*WORK REQUIRED*: From the entries that follow, report every line in which "police" occurs.

Region pointing data
━━━━━━━━━━
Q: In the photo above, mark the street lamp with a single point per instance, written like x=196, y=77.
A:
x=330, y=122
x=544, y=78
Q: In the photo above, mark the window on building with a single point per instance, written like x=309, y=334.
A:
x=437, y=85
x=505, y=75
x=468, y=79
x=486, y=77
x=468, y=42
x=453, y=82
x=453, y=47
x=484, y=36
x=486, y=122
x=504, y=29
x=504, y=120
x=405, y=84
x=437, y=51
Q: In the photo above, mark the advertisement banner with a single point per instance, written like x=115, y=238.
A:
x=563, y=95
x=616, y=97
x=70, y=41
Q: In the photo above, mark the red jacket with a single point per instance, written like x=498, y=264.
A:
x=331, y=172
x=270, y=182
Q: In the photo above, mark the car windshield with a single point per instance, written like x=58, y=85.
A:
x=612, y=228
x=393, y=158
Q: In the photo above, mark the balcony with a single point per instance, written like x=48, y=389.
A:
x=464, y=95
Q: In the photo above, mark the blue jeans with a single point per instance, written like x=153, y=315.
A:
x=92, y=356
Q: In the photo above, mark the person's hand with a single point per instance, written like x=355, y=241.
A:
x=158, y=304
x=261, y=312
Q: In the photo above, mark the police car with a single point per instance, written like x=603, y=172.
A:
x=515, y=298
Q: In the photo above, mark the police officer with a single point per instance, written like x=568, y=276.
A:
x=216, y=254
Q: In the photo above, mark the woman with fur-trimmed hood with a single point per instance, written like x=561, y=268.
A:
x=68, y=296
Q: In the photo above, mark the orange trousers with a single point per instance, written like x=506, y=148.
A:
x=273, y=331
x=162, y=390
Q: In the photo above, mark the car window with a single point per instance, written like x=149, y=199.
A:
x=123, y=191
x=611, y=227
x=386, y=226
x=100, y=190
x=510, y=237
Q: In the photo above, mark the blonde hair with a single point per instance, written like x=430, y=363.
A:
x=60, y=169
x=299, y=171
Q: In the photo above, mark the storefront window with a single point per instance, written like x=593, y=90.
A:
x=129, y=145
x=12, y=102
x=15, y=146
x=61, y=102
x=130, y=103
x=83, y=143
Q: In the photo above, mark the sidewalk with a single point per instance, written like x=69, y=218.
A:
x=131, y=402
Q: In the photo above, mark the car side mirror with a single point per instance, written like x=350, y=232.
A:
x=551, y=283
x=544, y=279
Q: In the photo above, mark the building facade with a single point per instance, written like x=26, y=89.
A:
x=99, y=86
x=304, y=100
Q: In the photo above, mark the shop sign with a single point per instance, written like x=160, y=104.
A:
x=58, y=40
━━━━━━━━━━
*RESPONSE TO THIS TASK*:
Q: In the photo above, mark the police car with a single point per instance, written like x=603, y=172.
Q: In the photo above, mark the police officer with a single point per instance, written like x=568, y=276.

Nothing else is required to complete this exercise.